(Excerpt to read):
<<<<
Audrey Pilkington, a distinctive painter established Clock House art centre in Bruisyard, Suffolk, in 1961 which was renowned for its enchanting garden and generous hospitality.
She was born in the village of Newton in the Forest of Bowland on the Yorkshire-Lancashire border, a beautiful landscape that had a profound influence on her future creative life. Her father, George Pilkington, was a land agent, and her mother, Florence (nee Broadley), was a teacher. After attending St Hilda’s school in Whitby, Audrey studied art at the Storey Institute in Lancaster, where she was much influenced by the teacher Ronald Grimshaw, and from there progressed to the Slade School of Fine Art in London.
She married a fellow art student and glass engraver Patrick Heriz-Smith in 1941, and when he became an art teacher at Gordonstoun school in Elgin, the young couple moved to a remote cottage, with no electricity, on the nearby moors. Audrey taught art at the local prep school, designed book jackets for the publishers Chatto & Windus, did drawings for Vogue magazine, and illustrated the children’s book After Bath (1945) by Vaughan Wilkins. In 1947 the family moved to Plön, Germany, where Patrick was head of art at King Alfred’s school and Audrey designed sets for school plays.
>>>>
(What you need to do):
**a)** According to the biography of Audrey Pilkington, where did she study art before going on to the Slade School of Fine Art?
**b)** Resume the biography of Audrey Pilkington after its last sentence.
The records after this are separate material, unrelated to the biography.

(Data for grounding referring expressions):
<<<<
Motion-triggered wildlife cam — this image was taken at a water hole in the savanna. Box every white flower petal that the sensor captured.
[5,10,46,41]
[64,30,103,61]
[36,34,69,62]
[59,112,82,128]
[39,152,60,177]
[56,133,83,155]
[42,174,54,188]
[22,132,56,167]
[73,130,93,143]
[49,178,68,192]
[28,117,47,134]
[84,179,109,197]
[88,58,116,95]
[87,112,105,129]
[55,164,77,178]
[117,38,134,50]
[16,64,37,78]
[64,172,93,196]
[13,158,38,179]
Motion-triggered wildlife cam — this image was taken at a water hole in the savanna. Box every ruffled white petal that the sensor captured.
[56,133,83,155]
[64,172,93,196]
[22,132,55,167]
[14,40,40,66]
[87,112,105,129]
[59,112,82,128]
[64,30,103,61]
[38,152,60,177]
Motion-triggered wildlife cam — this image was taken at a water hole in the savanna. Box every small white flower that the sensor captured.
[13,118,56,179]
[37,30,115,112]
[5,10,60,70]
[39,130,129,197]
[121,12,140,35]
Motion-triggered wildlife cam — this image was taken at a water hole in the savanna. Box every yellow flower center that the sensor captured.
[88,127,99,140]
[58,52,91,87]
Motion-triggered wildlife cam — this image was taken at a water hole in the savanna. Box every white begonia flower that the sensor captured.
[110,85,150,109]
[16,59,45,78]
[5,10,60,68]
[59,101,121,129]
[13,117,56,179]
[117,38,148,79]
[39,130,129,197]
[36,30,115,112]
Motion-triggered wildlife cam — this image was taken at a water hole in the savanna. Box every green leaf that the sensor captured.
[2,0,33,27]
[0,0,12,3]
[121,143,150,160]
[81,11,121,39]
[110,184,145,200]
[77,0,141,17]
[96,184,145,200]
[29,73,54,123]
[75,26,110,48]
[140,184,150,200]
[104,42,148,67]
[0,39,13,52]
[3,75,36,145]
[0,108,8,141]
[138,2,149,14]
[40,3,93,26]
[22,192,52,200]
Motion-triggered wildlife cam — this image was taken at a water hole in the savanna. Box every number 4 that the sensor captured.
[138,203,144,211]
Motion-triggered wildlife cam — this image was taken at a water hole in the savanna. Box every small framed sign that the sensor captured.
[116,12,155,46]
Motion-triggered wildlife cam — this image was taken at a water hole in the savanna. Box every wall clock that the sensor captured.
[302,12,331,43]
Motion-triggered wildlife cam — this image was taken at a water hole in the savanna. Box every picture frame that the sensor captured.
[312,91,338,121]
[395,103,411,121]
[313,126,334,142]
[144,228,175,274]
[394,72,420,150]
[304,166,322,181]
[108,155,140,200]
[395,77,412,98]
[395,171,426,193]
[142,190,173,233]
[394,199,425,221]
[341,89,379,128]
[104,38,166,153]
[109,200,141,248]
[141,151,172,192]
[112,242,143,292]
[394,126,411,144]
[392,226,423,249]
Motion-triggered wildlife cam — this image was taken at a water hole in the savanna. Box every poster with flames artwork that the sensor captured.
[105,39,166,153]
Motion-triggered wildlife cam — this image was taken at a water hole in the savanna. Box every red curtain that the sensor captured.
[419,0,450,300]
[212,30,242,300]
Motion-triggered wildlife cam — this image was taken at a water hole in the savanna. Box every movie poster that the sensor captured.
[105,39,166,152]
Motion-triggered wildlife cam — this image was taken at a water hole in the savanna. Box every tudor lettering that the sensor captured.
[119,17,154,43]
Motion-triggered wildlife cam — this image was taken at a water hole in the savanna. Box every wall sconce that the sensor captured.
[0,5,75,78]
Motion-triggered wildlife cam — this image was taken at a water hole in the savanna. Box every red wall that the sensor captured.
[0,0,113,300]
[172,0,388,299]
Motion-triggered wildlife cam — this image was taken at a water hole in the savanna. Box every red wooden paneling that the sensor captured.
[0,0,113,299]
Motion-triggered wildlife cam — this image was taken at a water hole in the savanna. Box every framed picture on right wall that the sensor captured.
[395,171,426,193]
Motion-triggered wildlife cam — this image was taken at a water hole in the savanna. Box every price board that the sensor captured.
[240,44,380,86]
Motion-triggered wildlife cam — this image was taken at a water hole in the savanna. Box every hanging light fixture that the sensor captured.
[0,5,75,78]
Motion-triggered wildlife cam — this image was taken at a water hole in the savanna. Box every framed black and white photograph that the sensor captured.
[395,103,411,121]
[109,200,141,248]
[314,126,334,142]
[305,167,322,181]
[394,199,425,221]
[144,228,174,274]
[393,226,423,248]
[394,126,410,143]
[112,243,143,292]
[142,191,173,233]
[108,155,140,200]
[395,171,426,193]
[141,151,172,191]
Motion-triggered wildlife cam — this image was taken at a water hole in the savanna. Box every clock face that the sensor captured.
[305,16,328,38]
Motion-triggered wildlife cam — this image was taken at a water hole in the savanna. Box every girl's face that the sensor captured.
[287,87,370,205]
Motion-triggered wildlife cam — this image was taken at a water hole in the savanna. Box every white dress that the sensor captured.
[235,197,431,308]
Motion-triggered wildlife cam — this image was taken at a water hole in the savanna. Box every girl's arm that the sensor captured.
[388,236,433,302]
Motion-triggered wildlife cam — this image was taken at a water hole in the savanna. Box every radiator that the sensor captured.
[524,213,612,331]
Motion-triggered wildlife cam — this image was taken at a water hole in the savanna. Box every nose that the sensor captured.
>>>>
(Replies):
**a)** At the Storey Institute in Lancaster.

**b)**
The family returned to the UK in 1954 when Patrick was offered the post of head of art at the Royal Hospital school, Holbrook, in Suffolk, and Audrey continued to paint, joining Colchester Art Society and exhibiting in Essex, Suffolk and London. In 1961 she and Patrick bought Clock House, where they set up the art centre. Audrey and Patrick divorced in 1978. Audrey reluctantly sold Clock House in 1987 and the following year moved to Resolven, near Neath in south Wales, where she worked more productively than ever, painting large canvases of astonishing vitality and originality. A major retrospective of her work was held at the Cut, in Halesworth, Suffolk, in 2013.